**What to produce**
Below are records to be output exactly, every one of them.
********
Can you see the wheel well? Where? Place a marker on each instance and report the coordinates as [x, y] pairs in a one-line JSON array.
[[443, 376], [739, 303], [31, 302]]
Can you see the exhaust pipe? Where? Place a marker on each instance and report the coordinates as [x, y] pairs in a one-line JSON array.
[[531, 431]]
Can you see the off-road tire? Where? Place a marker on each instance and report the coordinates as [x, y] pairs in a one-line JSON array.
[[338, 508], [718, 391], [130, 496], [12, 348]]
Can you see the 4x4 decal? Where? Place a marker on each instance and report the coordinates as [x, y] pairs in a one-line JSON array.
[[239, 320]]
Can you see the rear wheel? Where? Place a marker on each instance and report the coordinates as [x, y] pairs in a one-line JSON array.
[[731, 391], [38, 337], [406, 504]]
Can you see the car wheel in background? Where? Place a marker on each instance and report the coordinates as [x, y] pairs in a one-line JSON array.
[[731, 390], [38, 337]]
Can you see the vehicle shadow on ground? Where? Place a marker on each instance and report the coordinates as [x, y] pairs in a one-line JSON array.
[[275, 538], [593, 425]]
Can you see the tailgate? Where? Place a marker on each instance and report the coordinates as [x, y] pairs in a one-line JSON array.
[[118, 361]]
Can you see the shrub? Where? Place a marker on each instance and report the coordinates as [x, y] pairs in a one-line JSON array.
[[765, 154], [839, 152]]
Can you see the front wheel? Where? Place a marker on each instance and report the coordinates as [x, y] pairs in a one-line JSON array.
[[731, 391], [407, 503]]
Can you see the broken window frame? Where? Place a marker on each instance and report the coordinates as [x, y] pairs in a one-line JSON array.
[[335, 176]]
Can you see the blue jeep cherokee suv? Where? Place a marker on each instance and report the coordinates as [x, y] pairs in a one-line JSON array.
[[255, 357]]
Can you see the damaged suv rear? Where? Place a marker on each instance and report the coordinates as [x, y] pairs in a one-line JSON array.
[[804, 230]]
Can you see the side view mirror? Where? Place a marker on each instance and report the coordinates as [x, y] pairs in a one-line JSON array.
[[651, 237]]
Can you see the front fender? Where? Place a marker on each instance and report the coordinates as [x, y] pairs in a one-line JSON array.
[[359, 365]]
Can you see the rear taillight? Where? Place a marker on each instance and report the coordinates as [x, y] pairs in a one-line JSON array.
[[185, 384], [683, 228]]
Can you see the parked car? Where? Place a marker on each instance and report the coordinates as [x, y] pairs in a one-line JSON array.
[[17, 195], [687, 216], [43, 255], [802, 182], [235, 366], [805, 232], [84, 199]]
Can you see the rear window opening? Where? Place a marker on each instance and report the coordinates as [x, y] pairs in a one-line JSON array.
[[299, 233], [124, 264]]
********
**Solution for this exercise**
Can you see the wheel well? Where? Place a marker on each instance and report the coordinates as [x, y] pairs in a one-line JSON array.
[[443, 376], [739, 303], [31, 302]]
Can you see the exhaust pipe? Where? Place a marker on each instance and report the coordinates as [x, y] pairs in a one-line JSON array.
[[531, 431]]
Can you see the off-road tire? Where? Place a marker on each instance and report the coordinates as [x, y] pairs in a one-line JSON array.
[[338, 508], [718, 391], [130, 496], [12, 348]]
Can you see the 4x4 decal? Where? Place a marker on each instance and report the coordinates as [x, y] pairs in a one-line JSON array.
[[239, 320]]
Can you see the rear wheel? Where? Place a marker on each instance and report the coordinates as [x, y] pairs in a one-line JSON array.
[[731, 391], [38, 337], [406, 504]]
Can you see the car wheel in background? Where? Place a marker on each instance and report the coordinates as [x, y] pairs in a one-line JSON array.
[[731, 390], [38, 337]]
Can you see the vehicle shadow on ground? Where? Place a marker on each instance and report the coordinates as [x, y] pairs in a one-line JSON array.
[[275, 538], [593, 425]]
Can you see the tailgate? Where? Place a marker on each instance and report the coordinates as [x, y] pairs in a one-line JSON array.
[[118, 361]]
Can you see the shrub? Where? Place a marker on each instance and report the coordinates as [x, y] pairs in a one-line JSON array.
[[765, 154], [839, 152]]
Can you see the front wheel? Where? Place a marker on each instance and report the coordinates as [x, y] pairs in a one-line JSON array.
[[731, 391], [407, 503]]
Can you see the broken window frame? Where? Place a marker on each instance and report the coordinates as [x, y] pairs in a one-line JSON array.
[[335, 176]]
Can you see the blue jeep cherokee suv? Where? Place a marker on each instance and report the coordinates as [x, y] pairs in a one-line JSON array.
[[255, 357]]
Can you see the damaged suv rear? Where? Place a marker on each instance and report the coordinates as [x, y] pairs in a one-line JSON array.
[[804, 230]]
Can you see the side view mirror? Where? Place a marker on each instance and report the coordinates as [x, y] pairs in a one-line JSON array.
[[651, 237]]
Can you see the front fender? Where? Place a marker on each instance and report the coordinates as [x, y] pairs in a one-line JSON array.
[[359, 365]]
Can you see the rear taillight? Where? Place a marker on each instance and report the coordinates as [x, y] pairs in a one-line JSON array.
[[185, 384], [683, 228]]
Can you see the parked car? Where? Place a marker on each instance and report the coordinates as [x, y] pairs in a one-line JSON array.
[[17, 195], [687, 216], [43, 255], [802, 182], [235, 366], [805, 232], [84, 199]]
Can you see the rear window opening? Where? Place a marker on each instance and report the coordinates as [x, y] pairs in a one-line JSON array.
[[299, 233], [124, 264]]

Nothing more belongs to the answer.